■ **SOURCE**:
(begin)
We can use the code below to scale the data. However, after imputing the missing values, the data is to be scaled back to the original scale, so that each variable is in the same units as in the original dataset. However, if the code below is used, we’ll lose the orginal scale of each of the columns.

#Scaling data to compute equally weighted distances from the 'k' nearest neighbors
scaled_data = gdp_missing_values_data.iloc[:,num_cols].apply(lambda x:(x-x.min())/(x.max()-x.min()))

To alleviate the problem of losing the orignial scale of the data, we’ll use the MinMaxScaler object of the sklearn library. The object will store the original scale of the data, which will help transform the data back to the original scale once the missing values have been imputed in the standardized data.

# Scaling data - using sklearn

#Create an object of type MinMaxScaler
scaler = sk.preprocessing.MinMaxScaler()

#Use the object method 'fit_transform' to scale the values to a standard uniform distribution
scaled_data = pd.DataFrame(scaler.fit_transform(gdp_missing_values_data.iloc[:,num_cols]))

#Imputing missing values with KNNImputer

#Define an object of type KNNImputer
imputer = impute.KNNImputer(n_neighbors=3, weights="uniform")

#Use the object method 'fit_transform' to impute missing values
imputed_arr = imputer.fit_transform(scaled_data)

#Scaling back the scaled array to obtain the data at the original scale

#Use the object method 'inverse_transform' to scale back the values to the original scale of the data
unscaled_data = scaler.inverse_transform(imputed_arr)

#Note the method imputes the missing value of all the columns
#However, we are interested in imputing the missing values of only the 'gdpPerCapita' column
gdp_imputed_data_knn = gdp_missing_values_data.copy()
gdp_imputed_data_knn.loc[:,'gdpPerCapita'] = unscaled_data[:,3]

#Visualizing the accuracy of missing value imputation with KNN
plot_actual_vs_predicted(gdp_imputed_data_knn)

16804.195967740387

Note that the RMSE is the lowest in this method. It is because this method imputes missing values as the average of the values of similar observations, which is smarter and more robust than the previous methods.
(end)
■ **EXERCISE OBJECTIVE**:
Carry on the passage about KNN imputation of missing GDP values, picking up after its final sentence.

■ **SUPPLIED ENTRIES**:
(begin)
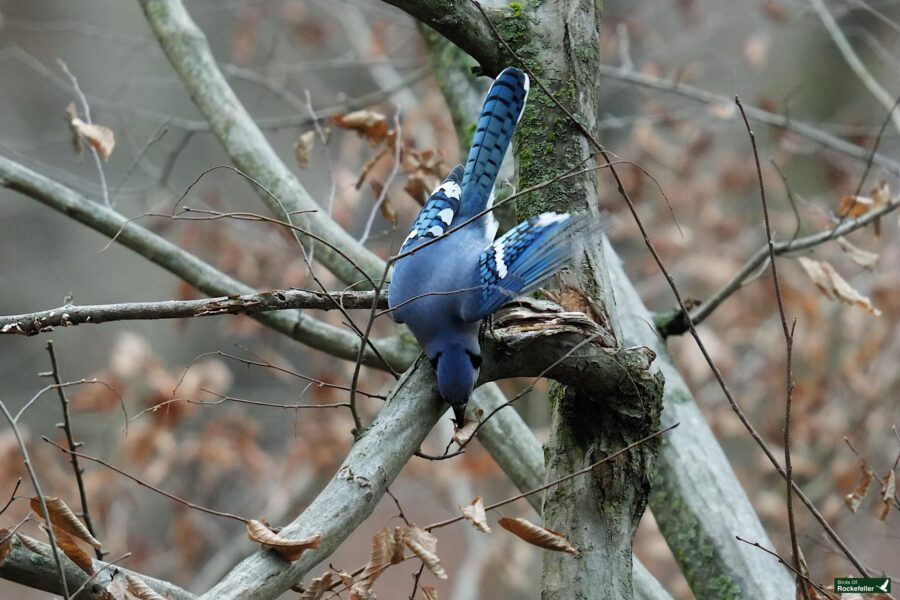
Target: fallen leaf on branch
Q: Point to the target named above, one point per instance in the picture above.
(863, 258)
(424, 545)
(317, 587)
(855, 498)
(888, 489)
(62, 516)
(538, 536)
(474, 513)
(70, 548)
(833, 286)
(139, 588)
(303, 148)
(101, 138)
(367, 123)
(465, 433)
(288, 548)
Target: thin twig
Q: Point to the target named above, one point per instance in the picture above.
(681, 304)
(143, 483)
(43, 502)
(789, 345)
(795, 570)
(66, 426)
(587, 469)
(end)
■ **WRITTEN RESPONSE**:
We chose $K=3$ in the missing value imputation for GDP per capita. However, the value of $K$ is typically chosen using a method known as cross validation. We’ll learn about cross-validation in the next course of the sequence.

13.2.5.4 Method 3: Forward Fill / Backward Fill

Idea: Fill missing values by propagating the previous (forward fill) or next (backward fill) non-missing value.

When to use: - Time series data where values change gradually - Data sorted in a meaningful order - Assumes temporal or sequential dependency

Limitations: - Inappropriate for cross-sectional data (like our GDP dataset) - Assumes the missing value should be similar to adjacent observations - Can introduce bias if data order is arbitrary

Let’s demonstrate forward fill on our dataset (though it’s not ideal for this use case):

#Filling missing values: Method 1- Naive way
gdp_imputed_data_ffill = gdp_missing_values_data.ffill()

Let us next check how good is this method in imputing missing values.

plot_actual_vs_predicted(gdp_imputed_data_ffill)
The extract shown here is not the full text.